>> BEGIN Records for processing

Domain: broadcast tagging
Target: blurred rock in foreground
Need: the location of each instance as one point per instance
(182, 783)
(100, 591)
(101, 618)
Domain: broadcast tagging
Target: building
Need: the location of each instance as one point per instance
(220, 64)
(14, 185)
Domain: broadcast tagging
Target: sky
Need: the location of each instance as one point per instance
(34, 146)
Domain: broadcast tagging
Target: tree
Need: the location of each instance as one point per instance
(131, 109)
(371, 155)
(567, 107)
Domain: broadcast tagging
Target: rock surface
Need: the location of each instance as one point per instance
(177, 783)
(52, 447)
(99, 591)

>> END Records for processing

- Problem to solve
In this exercise, repeat all entries exactly.

- Exercise response
Domain: broadcast tagging
Target: blurred rock in foreground
Need: the location of each instance as one point per instance
(182, 783)
(100, 591)
(101, 618)
Domain: broadcast tagging
Target: building
Need: the location of each instance as one point per instance
(220, 64)
(14, 185)
Domain: broadcast tagging
Target: sky
Need: the location of each instance as one point per instance
(34, 146)
Domain: broadcast tagging
Target: tree
Need: the location of each instance as one point per instance
(131, 109)
(371, 155)
(567, 107)
Domain: broadcast tagging
Target: rock surface
Need: the location of each instance as one point per instance
(177, 783)
(52, 447)
(99, 591)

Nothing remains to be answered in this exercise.